START Stored rows
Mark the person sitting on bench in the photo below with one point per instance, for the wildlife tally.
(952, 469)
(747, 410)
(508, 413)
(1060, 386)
END Stored rows
START Stored rows
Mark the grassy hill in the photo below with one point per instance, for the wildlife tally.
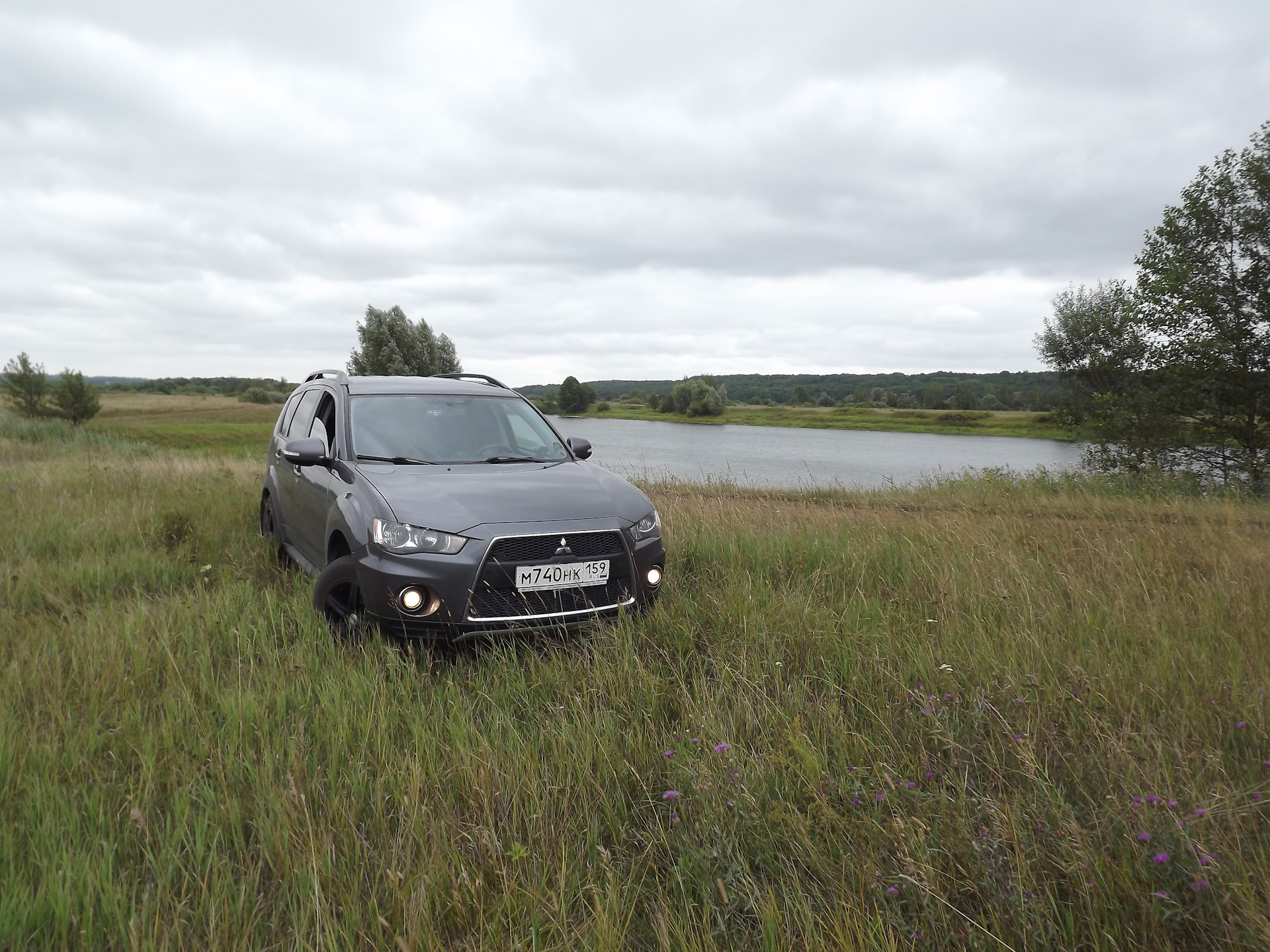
END Stored rows
Job =>
Reproduce word for word everything from the line containing "Mark the person" down to the line containing "(1060, 386)", including both of those lines.

Exercise solution =>
Mark the person sitting on bench in the photo below with one point per instance, for the wildlife tally.
(952, 469)
(747, 410)
(508, 413)
(1060, 386)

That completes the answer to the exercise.